- _PROBLEM STATEMENT_
Copy each of the following records word for word, without changing anything.

Labeled-object pointing records
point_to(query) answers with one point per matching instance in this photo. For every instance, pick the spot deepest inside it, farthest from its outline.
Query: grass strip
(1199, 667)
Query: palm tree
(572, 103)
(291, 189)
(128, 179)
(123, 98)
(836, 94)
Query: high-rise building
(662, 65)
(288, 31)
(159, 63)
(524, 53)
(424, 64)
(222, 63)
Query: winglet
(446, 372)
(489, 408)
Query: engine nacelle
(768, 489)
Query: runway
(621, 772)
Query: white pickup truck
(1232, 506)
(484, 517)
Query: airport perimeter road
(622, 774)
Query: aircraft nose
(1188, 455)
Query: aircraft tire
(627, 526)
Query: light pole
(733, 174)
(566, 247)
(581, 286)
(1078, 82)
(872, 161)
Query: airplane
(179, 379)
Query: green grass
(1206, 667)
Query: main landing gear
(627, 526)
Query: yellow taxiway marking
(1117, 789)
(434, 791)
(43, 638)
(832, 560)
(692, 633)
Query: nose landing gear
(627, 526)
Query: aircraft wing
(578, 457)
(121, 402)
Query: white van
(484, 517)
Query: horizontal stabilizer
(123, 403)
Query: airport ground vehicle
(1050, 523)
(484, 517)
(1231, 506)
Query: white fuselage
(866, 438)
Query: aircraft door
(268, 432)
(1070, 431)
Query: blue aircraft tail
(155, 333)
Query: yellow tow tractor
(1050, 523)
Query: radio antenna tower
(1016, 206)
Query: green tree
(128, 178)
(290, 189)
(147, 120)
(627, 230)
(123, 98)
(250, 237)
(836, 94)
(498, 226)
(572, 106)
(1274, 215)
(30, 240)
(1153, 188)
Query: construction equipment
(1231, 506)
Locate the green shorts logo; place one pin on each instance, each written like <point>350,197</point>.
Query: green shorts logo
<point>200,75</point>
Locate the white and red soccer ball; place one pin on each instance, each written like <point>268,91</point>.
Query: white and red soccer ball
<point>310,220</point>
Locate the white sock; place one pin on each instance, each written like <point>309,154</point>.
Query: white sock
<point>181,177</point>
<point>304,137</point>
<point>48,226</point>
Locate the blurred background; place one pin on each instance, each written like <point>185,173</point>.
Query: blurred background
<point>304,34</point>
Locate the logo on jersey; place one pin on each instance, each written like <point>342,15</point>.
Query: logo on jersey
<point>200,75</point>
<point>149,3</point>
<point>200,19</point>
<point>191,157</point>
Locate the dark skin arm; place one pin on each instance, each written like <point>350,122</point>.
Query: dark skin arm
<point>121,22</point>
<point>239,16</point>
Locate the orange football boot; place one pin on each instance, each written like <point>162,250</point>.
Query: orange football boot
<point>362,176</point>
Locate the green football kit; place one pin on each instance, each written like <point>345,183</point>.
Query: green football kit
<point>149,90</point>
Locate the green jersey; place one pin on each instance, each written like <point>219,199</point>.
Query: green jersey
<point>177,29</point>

- _EXERCISE ANSWER_
point_to(query) answers with one point per matching instance in this photo. For every instance, pick the spot deepest inside it, farthest from its outline.
Query: grass strip
(1199, 667)
Query: palm tree
(572, 103)
(291, 189)
(128, 179)
(123, 98)
(836, 94)
Query: high-rise building
(662, 65)
(288, 31)
(159, 63)
(524, 53)
(424, 64)
(222, 63)
Query: winglet
(446, 372)
(489, 408)
Query: engine nacelle
(768, 489)
Query: runway
(621, 772)
Query: white pickup truck
(1232, 506)
(484, 517)
Query: airport perimeter road
(622, 774)
Query: aircraft nose
(1188, 455)
Query: aircraft tire
(627, 526)
Query: light pole
(733, 174)
(566, 247)
(581, 286)
(1078, 82)
(872, 161)
Query: airplane
(179, 379)
Query: green grass
(1206, 667)
Query: main landing gear
(627, 526)
Query: yellow taxiway marking
(1117, 789)
(434, 791)
(43, 638)
(832, 560)
(692, 633)
Query: nose landing gear
(627, 526)
Query: aircraft wing
(578, 457)
(121, 402)
Query: white van
(484, 517)
Query: horizontal stabilizer
(123, 403)
Query: airport ground vehicle
(1050, 523)
(484, 517)
(1231, 506)
Query: white fuselage
(866, 438)
Query: aircraft door
(268, 432)
(1070, 431)
Query: blue aircraft tail
(155, 333)
Query: yellow tow tractor
(1050, 523)
Query: radio antenna tower
(1016, 206)
Query: green tree
(128, 178)
(290, 189)
(147, 120)
(627, 230)
(123, 98)
(250, 237)
(836, 94)
(498, 226)
(572, 106)
(1274, 215)
(30, 240)
(1153, 188)
Query: construction equipment
(1231, 506)
Locate the green shorts logo; place one pin on each instance, each written like <point>350,197</point>.
Query: green shorts logo
<point>200,75</point>
Locate the white and red soccer ball; place one pin on each instance, each written like <point>268,91</point>.
Query: white and red soccer ball
<point>310,220</point>
Locate the white sock; place one pin on each instance, each written like <point>309,154</point>.
Query: white sock
<point>181,177</point>
<point>304,137</point>
<point>48,226</point>
Locate the blurred background; place one pin on each instance, each written like <point>185,173</point>.
Query: blurred background
<point>304,34</point>
Locate the logo on jersey; place one pin on each instance, each written like <point>342,15</point>.
Query: logo on jersey
<point>200,75</point>
<point>149,3</point>
<point>200,19</point>
<point>191,157</point>
Locate the dark skin arm; place one pin on each instance, each written like <point>350,122</point>.
Query: dark skin arm
<point>121,22</point>
<point>239,16</point>
Locate the orange football boot; place one pin on each instance, each written like <point>162,250</point>.
Query: orange football boot
<point>362,176</point>
Locate the green football kit; place one pin on each instance, each written like <point>345,183</point>.
Query: green football kit
<point>149,90</point>
Locate the green jersey; place one pin on each instance, each written like <point>219,199</point>.
Query: green jersey
<point>177,29</point>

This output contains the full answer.